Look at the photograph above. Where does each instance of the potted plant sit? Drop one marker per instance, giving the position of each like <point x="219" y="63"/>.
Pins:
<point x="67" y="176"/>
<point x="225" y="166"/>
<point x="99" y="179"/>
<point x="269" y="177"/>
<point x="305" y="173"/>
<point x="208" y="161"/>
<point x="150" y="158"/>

What you are asked to do: Could you reproduce all of the data above line for line, without changing a single character?

Answer to the exercise:
Look at the photograph above. Where does each instance of the potted plant sit? Drop one marker per instance, giving the position of each like <point x="219" y="63"/>.
Pins:
<point x="67" y="176"/>
<point x="225" y="166"/>
<point x="99" y="179"/>
<point x="269" y="177"/>
<point x="305" y="173"/>
<point x="208" y="161"/>
<point x="150" y="158"/>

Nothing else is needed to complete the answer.